▶ **Brief**
Identify all lines in the data containing the string "horn". Copy them out.

▶ **Given data**
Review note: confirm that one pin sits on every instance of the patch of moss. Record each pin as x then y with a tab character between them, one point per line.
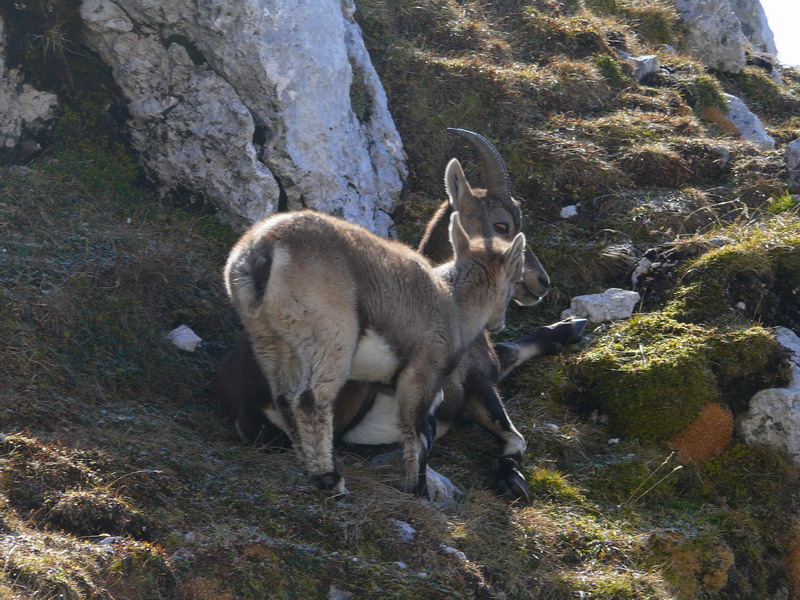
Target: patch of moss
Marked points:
549	484
612	69
94	512
655	22
758	485
652	374
703	91
86	144
648	374
759	277
653	165
574	36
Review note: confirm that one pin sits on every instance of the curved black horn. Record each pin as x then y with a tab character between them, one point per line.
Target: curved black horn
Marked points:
494	167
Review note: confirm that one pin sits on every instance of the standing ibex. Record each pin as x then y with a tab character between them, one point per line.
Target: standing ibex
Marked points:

▶ **Task response**
Review note: confirm that one pin sits on every instance of the curved black horn. Record each pin as x then y with a tab character between them, one point per line.
Target: curved black horn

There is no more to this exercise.